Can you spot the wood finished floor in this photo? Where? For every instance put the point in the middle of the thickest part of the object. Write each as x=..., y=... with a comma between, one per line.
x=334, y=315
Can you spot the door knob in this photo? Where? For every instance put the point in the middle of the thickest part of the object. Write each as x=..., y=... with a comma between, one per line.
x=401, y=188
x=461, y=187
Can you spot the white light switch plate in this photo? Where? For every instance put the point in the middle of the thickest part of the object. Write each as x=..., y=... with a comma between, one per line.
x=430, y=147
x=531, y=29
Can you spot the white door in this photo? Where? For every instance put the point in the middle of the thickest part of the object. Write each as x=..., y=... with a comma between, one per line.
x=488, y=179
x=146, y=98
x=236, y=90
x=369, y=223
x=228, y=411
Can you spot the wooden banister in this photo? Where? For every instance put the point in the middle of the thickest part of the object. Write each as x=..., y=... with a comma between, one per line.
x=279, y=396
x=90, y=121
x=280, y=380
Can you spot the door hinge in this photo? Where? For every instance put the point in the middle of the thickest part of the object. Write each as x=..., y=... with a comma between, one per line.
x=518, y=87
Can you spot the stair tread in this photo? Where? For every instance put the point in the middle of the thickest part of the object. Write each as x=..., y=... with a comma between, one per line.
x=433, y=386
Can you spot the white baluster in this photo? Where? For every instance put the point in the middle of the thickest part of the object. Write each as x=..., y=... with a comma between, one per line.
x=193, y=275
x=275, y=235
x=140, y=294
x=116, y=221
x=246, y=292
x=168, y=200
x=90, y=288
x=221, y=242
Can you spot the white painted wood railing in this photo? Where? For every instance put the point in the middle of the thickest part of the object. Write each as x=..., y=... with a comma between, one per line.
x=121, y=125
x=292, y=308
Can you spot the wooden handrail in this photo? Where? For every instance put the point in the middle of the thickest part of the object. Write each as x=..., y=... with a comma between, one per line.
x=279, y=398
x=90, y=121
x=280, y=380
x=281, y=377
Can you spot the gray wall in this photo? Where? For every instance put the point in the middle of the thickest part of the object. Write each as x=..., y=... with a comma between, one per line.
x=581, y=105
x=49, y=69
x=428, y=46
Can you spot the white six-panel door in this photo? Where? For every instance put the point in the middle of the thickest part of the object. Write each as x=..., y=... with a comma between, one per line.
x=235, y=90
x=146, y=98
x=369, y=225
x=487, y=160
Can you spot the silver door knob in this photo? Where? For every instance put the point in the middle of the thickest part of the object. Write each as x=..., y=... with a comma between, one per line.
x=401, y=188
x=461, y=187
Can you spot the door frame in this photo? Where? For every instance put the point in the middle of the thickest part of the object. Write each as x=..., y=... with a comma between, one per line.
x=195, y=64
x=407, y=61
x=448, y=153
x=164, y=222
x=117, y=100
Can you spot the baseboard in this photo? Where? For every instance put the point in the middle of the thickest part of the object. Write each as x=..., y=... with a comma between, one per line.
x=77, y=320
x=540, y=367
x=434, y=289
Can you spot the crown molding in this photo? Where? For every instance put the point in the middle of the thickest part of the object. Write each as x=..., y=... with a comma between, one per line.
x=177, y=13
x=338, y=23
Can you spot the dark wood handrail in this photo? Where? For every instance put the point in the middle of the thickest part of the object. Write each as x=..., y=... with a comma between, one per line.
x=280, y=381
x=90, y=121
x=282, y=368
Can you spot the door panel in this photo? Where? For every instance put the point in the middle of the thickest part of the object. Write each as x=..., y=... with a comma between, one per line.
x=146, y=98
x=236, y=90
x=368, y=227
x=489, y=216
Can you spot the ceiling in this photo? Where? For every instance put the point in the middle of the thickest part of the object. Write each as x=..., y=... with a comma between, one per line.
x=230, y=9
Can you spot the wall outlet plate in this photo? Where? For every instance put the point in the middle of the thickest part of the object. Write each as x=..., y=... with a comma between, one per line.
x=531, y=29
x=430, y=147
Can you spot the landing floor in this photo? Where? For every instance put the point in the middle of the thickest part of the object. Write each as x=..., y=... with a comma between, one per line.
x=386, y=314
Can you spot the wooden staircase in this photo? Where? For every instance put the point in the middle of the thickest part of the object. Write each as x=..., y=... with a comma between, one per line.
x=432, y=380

[The task]: Reproduce all of the lines above verbatim.

[Correct output]:
Can you spot the wood finished floor in this photo? Where? For every instance put the point in the middle of the thickest part of the object. Write each as x=..., y=... with a comma between, one per line.
x=334, y=315
Can you spot the door knob in this photo? Where? For every instance put the point in the middle of the thickest part of the object. Write each as x=..., y=... with a comma between, one per line.
x=401, y=188
x=461, y=187
Can you spot the white light switch plate in this photo? Where? For every instance put the point in the middle of the thickest part of the object. Write each as x=..., y=... with a comma between, one per line.
x=430, y=147
x=531, y=29
Can you spot the white door in this photo? Where? For every instance put the point in the middle of the thickest part of the object. Write each as x=..., y=... with a comma between, one per line.
x=488, y=179
x=146, y=98
x=236, y=90
x=369, y=223
x=228, y=411
Can you spot the wooden banister in this photo? Where? For every instance put the point in the middle of the thickest part of the object. Write each as x=..., y=... with a comma between, one per line.
x=279, y=396
x=90, y=121
x=280, y=380
Can you spot the door hinge in this photo? Where? For every instance put the point in the middle of the thickest part of the object. Write each as x=..., y=... with a comma between, one per line.
x=518, y=87
Can you spot the stair tread in this photo? Where? For every instance put the point in the middle of the thickest part of the object. Write each as x=..., y=... with a comma between, one per line.
x=433, y=386
Can you spot the white baluster in this photo? Where? For every instance put the point in the middle of the thickest part of the object. Write each as x=..., y=... with a comma between, one per line.
x=193, y=275
x=275, y=235
x=140, y=294
x=116, y=221
x=246, y=292
x=168, y=200
x=90, y=288
x=221, y=242
Can you spot the white painted wood railing in this photo? Where? For every instance put the point in the middle of the thickest part of the object. Write each as x=..., y=... with a comma between, one per line.
x=121, y=125
x=292, y=308
Can you spot the wooden handrail in this photo? Where? For every instance put the point in the middle of the thickest part of the object. Write each as x=..., y=... with a comma between, one per line.
x=279, y=398
x=90, y=121
x=280, y=380
x=281, y=377
Can you spot the gray wall in this photo? Where? For every instance put the point in the middle of the thickest part of the object. Write each as x=..., y=... with a comma between, one per line.
x=581, y=105
x=49, y=69
x=428, y=46
Can you spot the white six-panel door in this photo? Where? For every instance put the point in the middle of the thickest part of the object. Write each as x=..., y=... with a comma between, one per line.
x=235, y=90
x=146, y=98
x=369, y=225
x=487, y=160
Can you spot the silver door knob in this photo? Where? For every instance put the point in the middle of the thickest part of the object. Write each as x=..., y=... with a comma between, one per line.
x=401, y=188
x=461, y=187
Can you spot the door frame in this photo? Where? For every instance put the point in the middle of the thickest part of the object. Write each as x=..., y=... with a comma between, one per line.
x=195, y=64
x=407, y=61
x=448, y=153
x=164, y=222
x=117, y=100
Can you spot the baseboard in this photo? Where? For every instance put the point in the middle of the thickest part of the object. Write each as x=..., y=... with a comma between, one per line.
x=77, y=320
x=540, y=367
x=434, y=289
Can you spot the crown molding in this photo? Where? For every instance put the point in the middle of the thickest part of the object. Write each as x=..., y=... with a comma between, one per line.
x=177, y=13
x=338, y=23
Can you spot the dark wood handrail in this photo? Where? For every instance put the point in the middle of the thickest part of the object. Write each as x=..., y=... with a comma between, one per line.
x=280, y=381
x=90, y=121
x=282, y=368
Can you spot the door panel in this photo? Where? For every instance put the point in the middle of the thickest part of the object. Write each as x=..., y=... with a comma between, one per line.
x=146, y=98
x=236, y=90
x=368, y=227
x=489, y=216
Can you spot the ceiling in this photo? Where? For every instance put the point in the middle of the thickest part of the object. Write each as x=..., y=... with a comma between, one per line.
x=230, y=9
Can you spot the wall outlet plate in this photo? Where? For every instance put the point in the middle of the thickest part of the object. Write each as x=..., y=... with a comma between, one per line.
x=531, y=29
x=430, y=147
Can you spot the landing floor in this photo? Where? For every instance put the point in the middle of the thickest part of the object. Write each as x=..., y=... with a comma between, one per line.
x=386, y=314
Can you spot the wooden staircase in this photo? Where? For every instance put the point in the middle of the thickest part of the object. Write each as x=..., y=... with a comma between, one per line.
x=432, y=380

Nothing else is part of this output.